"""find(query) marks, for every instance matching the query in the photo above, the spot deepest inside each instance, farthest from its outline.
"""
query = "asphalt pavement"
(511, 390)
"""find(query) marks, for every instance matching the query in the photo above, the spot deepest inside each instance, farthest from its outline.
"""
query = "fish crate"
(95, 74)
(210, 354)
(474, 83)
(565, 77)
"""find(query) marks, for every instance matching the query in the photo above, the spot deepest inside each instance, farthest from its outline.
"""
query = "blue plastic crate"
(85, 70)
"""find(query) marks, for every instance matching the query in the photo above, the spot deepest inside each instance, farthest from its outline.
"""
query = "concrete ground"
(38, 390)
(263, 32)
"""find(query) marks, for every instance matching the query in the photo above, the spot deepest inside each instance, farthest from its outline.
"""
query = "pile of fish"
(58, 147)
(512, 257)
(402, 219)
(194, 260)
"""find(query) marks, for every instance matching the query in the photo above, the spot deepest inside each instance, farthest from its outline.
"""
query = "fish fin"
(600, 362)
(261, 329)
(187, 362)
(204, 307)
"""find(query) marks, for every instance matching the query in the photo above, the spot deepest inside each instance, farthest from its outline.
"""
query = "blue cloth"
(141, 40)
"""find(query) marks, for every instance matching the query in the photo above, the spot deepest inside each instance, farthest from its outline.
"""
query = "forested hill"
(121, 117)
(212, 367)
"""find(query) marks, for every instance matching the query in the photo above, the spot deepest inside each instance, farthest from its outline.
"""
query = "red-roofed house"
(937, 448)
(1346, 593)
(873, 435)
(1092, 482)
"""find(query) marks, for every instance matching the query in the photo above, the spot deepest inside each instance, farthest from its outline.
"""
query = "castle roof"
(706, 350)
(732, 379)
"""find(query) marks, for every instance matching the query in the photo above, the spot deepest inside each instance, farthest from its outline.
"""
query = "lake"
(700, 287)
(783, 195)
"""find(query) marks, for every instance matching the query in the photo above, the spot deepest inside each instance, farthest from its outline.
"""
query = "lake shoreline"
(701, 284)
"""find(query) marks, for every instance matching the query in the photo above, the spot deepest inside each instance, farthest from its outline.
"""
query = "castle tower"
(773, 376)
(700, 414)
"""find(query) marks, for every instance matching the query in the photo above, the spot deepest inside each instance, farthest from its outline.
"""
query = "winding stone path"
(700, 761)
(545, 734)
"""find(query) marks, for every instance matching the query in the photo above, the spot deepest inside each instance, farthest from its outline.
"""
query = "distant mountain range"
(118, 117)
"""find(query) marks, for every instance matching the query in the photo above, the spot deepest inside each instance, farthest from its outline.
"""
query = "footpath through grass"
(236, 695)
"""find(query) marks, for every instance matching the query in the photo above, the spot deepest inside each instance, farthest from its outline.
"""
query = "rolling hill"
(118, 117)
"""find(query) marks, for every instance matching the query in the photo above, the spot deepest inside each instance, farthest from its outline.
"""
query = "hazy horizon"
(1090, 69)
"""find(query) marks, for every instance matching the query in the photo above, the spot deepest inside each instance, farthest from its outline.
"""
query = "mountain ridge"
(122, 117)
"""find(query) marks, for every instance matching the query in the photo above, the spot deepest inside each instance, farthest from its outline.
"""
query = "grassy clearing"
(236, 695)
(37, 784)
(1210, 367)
+++++
An exact copy of all the records above is the required answer.

"""find(query) marks, for every instance matching the query in the photo above, the spot deepest inside each instance, farthest from its outline.
"""
query = "asphalt pavement"
(511, 390)
"""find(query) marks, for every instance matching the query in the photo above, the spot deepest inside each instance, farthest from its outline.
"""
query = "fish crate"
(95, 74)
(210, 354)
(474, 83)
(565, 77)
"""find(query) marks, for every instance matching the query in the photo above, the spot deepest inside each instance, farthest from its outline.
"""
query = "blue plastic crate"
(85, 70)
"""find(query) marks, for every instance matching the query in the photo above, the spot deepest inside each instance, farthest from its outline.
"""
query = "concrete ground"
(38, 390)
(263, 32)
"""find(query) marks, for every instance matching the query in the photo above, the spot deepest inside each instance, farthest from its outline.
"""
query = "pile of fish"
(58, 147)
(512, 257)
(402, 219)
(194, 260)
"""find(query) marks, for every instance matching the query in the photo above, the spot deepest inside each instance, farthest from its outline.
"""
query = "fish fin"
(600, 362)
(261, 329)
(187, 362)
(204, 307)
"""find(query) marks, for every instance matching the query in the photo above, the spot deepest inside each instance, farthest from its outline.
"""
query = "blue cloth"
(141, 40)
"""find(query) marks, for every instance matching the query in the photo above, the spot deepest inside each instance, farthest from its outline.
"""
query = "forested hill"
(121, 117)
(212, 367)
"""find(query) marks, for every instance matching the query in the photo above, the spot deepest inside each instance, farthest from its outline.
"""
query = "red-roofed house"
(937, 448)
(1346, 593)
(873, 435)
(1092, 482)
"""find(query) marks, for every instance matching the query in the photo above, the spot deepest inside each instance, farthest from its outline.
"""
query = "castle roof"
(706, 350)
(732, 379)
"""find(query) marks, for every instance matching the query in the photo above, the spot deepest inside each instance, farthest from its outline.
"""
query = "lake"
(700, 287)
(783, 195)
"""find(query) marks, for every instance matching the query in the photo above, the spot deepest inside each instance, farthest from its outline.
"""
query = "lake shoreline"
(701, 284)
"""find(query) marks, for every instance matching the query in the photo above, the spot deepest inside each instance, farthest from its outline.
"""
query = "castle tower"
(773, 376)
(700, 414)
"""find(query) marks, for every instance matching the query in the photo above, the spot deepest inside each instance, farthest from its outline.
"""
query = "winding stone path"
(700, 761)
(545, 734)
"""find(query) marks, for every instance matching the query in the photo above, the spot deepest inside each instance, farthest from its outline.
"""
query = "distant mountain range"
(118, 117)
"""find(query) marks, for every instance matching the query in the photo above, the spot deepest inside each instance, farthest from its outline.
"""
query = "footpath through grass"
(236, 695)
"""find(query) marks, for every instance matching the query in the photo above, the spot deepest inside each instance, farthest from its outline.
"""
query = "rolling hill"
(118, 117)
"""find(query) marks, for every instance matching the query in the photo above, the spot deepest inside each instance, farthest from its outline.
"""
query = "hazy horizon"
(1090, 69)
"""find(query) marks, for every instance matching the query in the photo above, the spot deepest inside each instance, farthest from its outline.
"""
query = "mountain ridge"
(122, 117)
"""find(query) marks, for every instance matching the query in the photo above, the spot deepest inside each instance, farthest from its outline.
"""
query = "grassy clearing"
(236, 695)
(37, 784)
(1210, 367)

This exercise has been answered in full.